Exercise requirements
Every line of the material is to be repeated exactly as it stands.

Location identification items
**********
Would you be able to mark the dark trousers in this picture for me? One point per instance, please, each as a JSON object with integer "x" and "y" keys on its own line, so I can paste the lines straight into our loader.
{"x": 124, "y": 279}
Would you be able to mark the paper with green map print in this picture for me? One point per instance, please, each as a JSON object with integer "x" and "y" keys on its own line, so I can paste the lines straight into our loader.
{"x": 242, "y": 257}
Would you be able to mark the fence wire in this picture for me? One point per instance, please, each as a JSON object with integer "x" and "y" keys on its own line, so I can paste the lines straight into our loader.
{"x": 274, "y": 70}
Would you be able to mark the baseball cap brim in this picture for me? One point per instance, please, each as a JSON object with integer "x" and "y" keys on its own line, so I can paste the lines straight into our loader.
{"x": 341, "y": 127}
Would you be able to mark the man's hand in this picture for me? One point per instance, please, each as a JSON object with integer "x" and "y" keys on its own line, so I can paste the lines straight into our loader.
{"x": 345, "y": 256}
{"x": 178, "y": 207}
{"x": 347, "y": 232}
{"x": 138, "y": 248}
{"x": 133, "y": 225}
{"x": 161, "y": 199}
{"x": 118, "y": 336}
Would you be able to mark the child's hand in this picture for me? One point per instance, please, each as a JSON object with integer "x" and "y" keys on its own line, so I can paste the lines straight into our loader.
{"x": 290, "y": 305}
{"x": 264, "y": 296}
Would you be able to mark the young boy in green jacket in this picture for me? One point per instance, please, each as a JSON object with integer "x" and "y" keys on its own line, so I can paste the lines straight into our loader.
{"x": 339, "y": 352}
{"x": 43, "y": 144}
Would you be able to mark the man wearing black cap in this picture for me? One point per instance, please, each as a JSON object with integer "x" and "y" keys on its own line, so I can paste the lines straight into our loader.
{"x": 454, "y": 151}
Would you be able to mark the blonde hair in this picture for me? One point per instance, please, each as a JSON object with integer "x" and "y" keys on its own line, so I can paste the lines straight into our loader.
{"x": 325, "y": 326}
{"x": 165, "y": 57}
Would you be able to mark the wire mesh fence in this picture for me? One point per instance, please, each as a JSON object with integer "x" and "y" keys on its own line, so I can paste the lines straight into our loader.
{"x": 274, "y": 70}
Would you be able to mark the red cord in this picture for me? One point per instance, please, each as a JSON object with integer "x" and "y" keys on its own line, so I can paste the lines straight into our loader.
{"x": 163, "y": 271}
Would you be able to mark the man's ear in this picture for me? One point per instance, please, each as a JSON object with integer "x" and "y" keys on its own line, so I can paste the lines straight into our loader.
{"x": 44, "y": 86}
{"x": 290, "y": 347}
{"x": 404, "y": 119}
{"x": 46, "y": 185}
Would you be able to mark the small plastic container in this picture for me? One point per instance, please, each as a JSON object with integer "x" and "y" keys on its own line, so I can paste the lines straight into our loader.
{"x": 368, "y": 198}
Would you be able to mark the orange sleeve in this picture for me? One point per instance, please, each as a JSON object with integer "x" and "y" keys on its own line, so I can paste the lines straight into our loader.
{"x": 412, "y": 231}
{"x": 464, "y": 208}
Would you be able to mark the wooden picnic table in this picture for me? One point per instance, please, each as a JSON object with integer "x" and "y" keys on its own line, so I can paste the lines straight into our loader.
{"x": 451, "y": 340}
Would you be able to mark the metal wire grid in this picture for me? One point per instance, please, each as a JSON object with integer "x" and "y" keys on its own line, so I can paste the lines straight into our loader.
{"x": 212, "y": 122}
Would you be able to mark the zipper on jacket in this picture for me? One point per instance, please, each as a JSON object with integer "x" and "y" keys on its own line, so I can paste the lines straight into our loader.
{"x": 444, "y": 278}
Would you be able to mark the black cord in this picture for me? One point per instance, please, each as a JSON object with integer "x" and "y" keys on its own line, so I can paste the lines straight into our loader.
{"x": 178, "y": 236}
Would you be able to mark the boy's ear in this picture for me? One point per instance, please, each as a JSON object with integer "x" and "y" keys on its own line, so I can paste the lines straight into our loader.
**********
Exercise response
Would you be able to mark the dark trousers in this picture for me? One point per instance, please, each as a JSON object with integer "x" and "y" keys on its own line, so I can paste the lines straight into our loader.
{"x": 124, "y": 279}
Would you be able to mark the paper with green map print in this picture for me? One point per instance, please, each as a JSON object with integer "x" and "y" keys on its own line, so I can paste the lines straight into our loader.
{"x": 242, "y": 257}
Would you be able to mark the fence wire in this picture for me? One point per instance, please, each as a JSON object with integer "x" and "y" keys on its own line, so I can paste the lines straight into our loader.
{"x": 274, "y": 70}
Would you be able to mark the baseball cap brim in this picture for me? One point per instance, please, each as a JSON object with integer "x" and "y" keys on its own line, so I can paste the lines straight into our loader.
{"x": 341, "y": 127}
Would you be able to mark the man's hand in this picture for me? One point per instance, please, each as a JSON object with integer "x" and "y" keys on its own line, so I can paste the lines straight into our loader.
{"x": 345, "y": 256}
{"x": 178, "y": 207}
{"x": 347, "y": 232}
{"x": 138, "y": 248}
{"x": 133, "y": 225}
{"x": 161, "y": 199}
{"x": 118, "y": 336}
Would you be able to mark the child's hand in this picture for me? One point per instance, please, each as a JSON object with integer "x" and "y" keys on its own line, so I can paste the lines straight into our loader.
{"x": 290, "y": 305}
{"x": 264, "y": 296}
Would you be able to mark the young boy in green jacket in this picture for me? One point per instance, please, each as a JSON object with integer "x" and "y" keys on its own line, so I can paste the lines straight into our loader.
{"x": 339, "y": 352}
{"x": 43, "y": 144}
Would you be able to mark the man wearing black cap in this picture for me? One point per instance, please, each as a JSON object with integer "x" and "y" keys on its own line, so I can paste the lines straight into our loader.
{"x": 454, "y": 151}
Would you be able to mark the blonde hair in this picture for me? One point per instance, please, each as a JSON object with integer "x" and "y" keys on its own line, so I can paste the lines straight into our loader.
{"x": 325, "y": 326}
{"x": 165, "y": 57}
Would you be able to mark the wire mesh fence in this picture for me? One point per instance, please, each as a JSON object with integer "x" and "y" keys on its own line, so I can paste the lines straight into our loader.
{"x": 274, "y": 70}
Would you be able to mark the red cord in this picture for me? One point per instance, please, each as a JSON object with integer "x" and "y" keys on its own line, so I can paste the lines straight into our loader.
{"x": 163, "y": 271}
Would you be able to mark the man's ear in this picture for me? One point per instance, please, each as a JSON object with integer "x" and "y" keys on its own line, so I can paste the lines straight into our loader.
{"x": 44, "y": 86}
{"x": 290, "y": 347}
{"x": 404, "y": 119}
{"x": 46, "y": 185}
Would you be able to mark the small plastic container in this picture for me? One point per instance, please, each as a JSON object with integer "x" and "y" keys on its own line, so I can paste the lines straight into our loader.
{"x": 368, "y": 198}
Would you be able to mark the orange sleeve in this picture for me? One point per instance, please, each as a JSON object with integer "x" and "y" keys on its own line, so I can paste the lines straight into our loader.
{"x": 412, "y": 231}
{"x": 464, "y": 208}
Would you be able to mark the wooden picnic table in this picture for me? One point per instance, please, each as a JSON object with integer "x" and "y" keys on its own line, so I can paste the lines straight into our loader.
{"x": 451, "y": 340}
Would you be able to mark the metal wire grid in this picture for me? One point per instance, please, each as a JSON object with integer "x" and "y" keys on its own line, so I can paste the lines straight into our loader.
{"x": 212, "y": 122}
Would you be able to mark the zipper on jacket in this picture for me? One point per instance, please, each as a JSON object with integer "x" and "y" keys on its own line, so I can paste the lines straight into our loader.
{"x": 444, "y": 278}
Would you be able to mark the black cord in this picture for me? One point per instance, please, each as a JSON object with integer "x" and "y" keys on its own line, so I can paste the lines straight into our loader.
{"x": 178, "y": 236}
Would you be able to mark the boy's ear in this picture for me? One point per instance, please, each as a JSON object with integer "x" and "y" keys on its own line, so I can paste the lines straight into our loader.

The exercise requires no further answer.